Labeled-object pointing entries
* * *

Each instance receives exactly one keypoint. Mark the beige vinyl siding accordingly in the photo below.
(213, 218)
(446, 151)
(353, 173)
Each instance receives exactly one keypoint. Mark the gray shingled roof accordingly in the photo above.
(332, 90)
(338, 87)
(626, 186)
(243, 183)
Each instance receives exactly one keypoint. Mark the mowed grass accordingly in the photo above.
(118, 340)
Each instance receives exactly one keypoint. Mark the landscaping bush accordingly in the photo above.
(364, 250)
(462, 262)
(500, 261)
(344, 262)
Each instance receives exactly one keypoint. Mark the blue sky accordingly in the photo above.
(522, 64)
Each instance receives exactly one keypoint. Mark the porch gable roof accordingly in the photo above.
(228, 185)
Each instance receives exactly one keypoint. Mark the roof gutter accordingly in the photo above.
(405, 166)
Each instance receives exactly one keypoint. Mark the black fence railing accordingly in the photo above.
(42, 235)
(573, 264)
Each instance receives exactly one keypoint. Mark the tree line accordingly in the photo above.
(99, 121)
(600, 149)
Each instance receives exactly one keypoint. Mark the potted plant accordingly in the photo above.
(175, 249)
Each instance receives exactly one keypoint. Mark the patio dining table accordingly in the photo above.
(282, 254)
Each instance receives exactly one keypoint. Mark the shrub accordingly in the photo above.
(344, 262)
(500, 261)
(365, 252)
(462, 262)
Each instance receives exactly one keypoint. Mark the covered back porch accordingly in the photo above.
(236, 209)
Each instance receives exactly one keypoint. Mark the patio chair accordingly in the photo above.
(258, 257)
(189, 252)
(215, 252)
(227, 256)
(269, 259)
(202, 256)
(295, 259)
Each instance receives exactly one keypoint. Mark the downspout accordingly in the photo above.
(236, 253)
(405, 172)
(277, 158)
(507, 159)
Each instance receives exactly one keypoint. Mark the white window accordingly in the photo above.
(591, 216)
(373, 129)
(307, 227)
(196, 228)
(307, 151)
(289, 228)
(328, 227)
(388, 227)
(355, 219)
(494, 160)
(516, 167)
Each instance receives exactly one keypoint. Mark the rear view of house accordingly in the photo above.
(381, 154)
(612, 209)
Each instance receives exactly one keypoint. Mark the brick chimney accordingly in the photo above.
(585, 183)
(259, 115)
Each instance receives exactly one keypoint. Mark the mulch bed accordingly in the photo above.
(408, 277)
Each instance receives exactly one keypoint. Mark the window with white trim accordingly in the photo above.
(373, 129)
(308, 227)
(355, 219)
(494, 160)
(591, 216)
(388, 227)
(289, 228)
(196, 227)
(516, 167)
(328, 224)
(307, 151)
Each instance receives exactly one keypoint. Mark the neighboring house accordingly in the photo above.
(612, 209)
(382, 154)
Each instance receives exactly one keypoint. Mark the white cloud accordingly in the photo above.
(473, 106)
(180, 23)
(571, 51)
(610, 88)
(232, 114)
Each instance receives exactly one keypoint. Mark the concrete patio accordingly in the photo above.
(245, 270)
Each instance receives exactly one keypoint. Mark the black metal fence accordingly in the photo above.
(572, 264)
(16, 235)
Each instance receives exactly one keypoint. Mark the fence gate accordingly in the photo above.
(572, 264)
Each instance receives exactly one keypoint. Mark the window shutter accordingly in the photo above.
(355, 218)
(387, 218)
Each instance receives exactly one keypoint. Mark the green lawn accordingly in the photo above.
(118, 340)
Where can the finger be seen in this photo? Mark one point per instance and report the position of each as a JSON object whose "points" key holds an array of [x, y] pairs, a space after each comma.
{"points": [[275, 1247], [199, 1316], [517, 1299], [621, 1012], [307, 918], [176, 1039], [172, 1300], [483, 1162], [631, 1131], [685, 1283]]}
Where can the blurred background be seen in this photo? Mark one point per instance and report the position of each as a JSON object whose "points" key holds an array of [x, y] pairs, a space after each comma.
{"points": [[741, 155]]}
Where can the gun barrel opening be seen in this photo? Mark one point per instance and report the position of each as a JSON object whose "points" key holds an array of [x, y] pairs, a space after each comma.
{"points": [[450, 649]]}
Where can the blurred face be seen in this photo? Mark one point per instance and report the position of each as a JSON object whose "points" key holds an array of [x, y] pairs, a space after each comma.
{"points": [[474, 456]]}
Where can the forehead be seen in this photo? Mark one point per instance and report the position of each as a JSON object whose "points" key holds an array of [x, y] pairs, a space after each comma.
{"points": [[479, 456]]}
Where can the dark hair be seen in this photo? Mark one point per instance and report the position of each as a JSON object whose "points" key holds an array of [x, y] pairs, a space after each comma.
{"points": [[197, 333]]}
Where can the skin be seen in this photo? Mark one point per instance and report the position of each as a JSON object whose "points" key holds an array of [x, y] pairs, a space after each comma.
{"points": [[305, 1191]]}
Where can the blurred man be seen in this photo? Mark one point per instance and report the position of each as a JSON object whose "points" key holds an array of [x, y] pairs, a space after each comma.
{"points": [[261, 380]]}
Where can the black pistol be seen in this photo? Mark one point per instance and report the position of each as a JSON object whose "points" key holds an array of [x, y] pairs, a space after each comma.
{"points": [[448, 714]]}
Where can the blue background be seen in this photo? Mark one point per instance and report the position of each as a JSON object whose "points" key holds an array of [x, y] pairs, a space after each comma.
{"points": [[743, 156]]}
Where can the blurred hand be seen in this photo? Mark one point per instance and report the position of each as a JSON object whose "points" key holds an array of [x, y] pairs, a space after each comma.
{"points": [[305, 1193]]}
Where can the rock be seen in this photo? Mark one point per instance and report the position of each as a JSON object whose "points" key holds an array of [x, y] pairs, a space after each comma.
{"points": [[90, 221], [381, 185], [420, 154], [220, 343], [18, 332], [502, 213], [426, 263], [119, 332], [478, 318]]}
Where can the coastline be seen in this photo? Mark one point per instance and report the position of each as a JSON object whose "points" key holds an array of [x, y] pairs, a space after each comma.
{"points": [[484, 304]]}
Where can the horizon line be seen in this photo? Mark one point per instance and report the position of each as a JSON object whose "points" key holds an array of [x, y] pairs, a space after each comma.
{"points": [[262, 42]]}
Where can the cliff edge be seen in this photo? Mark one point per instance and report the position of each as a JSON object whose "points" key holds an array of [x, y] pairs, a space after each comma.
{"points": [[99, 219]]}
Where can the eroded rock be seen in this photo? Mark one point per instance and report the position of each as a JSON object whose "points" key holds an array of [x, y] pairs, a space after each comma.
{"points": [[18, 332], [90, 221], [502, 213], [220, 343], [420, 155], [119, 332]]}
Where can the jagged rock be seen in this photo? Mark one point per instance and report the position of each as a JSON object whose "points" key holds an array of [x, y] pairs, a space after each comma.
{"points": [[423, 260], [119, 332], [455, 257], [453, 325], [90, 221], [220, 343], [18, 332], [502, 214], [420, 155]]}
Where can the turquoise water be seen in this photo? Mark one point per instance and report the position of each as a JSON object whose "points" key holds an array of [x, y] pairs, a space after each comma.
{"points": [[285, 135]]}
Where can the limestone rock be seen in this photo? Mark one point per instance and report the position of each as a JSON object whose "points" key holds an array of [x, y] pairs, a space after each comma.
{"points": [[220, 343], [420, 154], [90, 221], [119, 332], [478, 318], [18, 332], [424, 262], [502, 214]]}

* * *

Starting at the line containing "Where can the limestone" and ending at the last line of the records, both included, write those lines out again with their requests, offsetting every coordinate in the answers by -112.

Where can the limestone rock be seen in this photo? Mark one point per instance and report the position of each as a JSON object whose "points" key holds an array of [x, y] pairs, a space after each comma.
{"points": [[108, 231], [308, 42], [-22, 109], [7, 220], [366, 206], [-94, 220], [312, 150], [390, 102]]}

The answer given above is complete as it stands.